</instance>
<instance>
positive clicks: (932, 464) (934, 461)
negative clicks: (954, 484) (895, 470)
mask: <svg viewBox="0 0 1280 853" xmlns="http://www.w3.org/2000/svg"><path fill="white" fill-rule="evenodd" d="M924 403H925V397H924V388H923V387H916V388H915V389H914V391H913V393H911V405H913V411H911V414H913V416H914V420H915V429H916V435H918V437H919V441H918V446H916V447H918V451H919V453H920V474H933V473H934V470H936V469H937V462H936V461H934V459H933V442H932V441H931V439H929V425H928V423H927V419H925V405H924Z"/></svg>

#####

## PROBLEM TO SOLVE
Render each nonblank line of the material above as a row in a Markdown table with two columns, Row for the line's number and Line for its text.

## FINISHED TASK
| Row | Line |
|---|---|
| 1 | </instance> |
| 2 | <instance> |
| 3 | positive clicks: (932, 464) (934, 461) |
| 4 | negative clicks: (954, 484) (895, 470) |
| 5 | mask: <svg viewBox="0 0 1280 853" xmlns="http://www.w3.org/2000/svg"><path fill="white" fill-rule="evenodd" d="M924 403H925V397H924V388H923V387H916V388H915V389H914V391H913V393H911V405H913V411H911V414H913V416H914V420H915V429H916V435H918V437H919V441H918V446H916V447H918V451H919V453H920V474H933V473H934V470H936V469H937V462H936V461H934V459H933V442H932V441H931V439H929V425H928V423H927V419H925V405H924Z"/></svg> |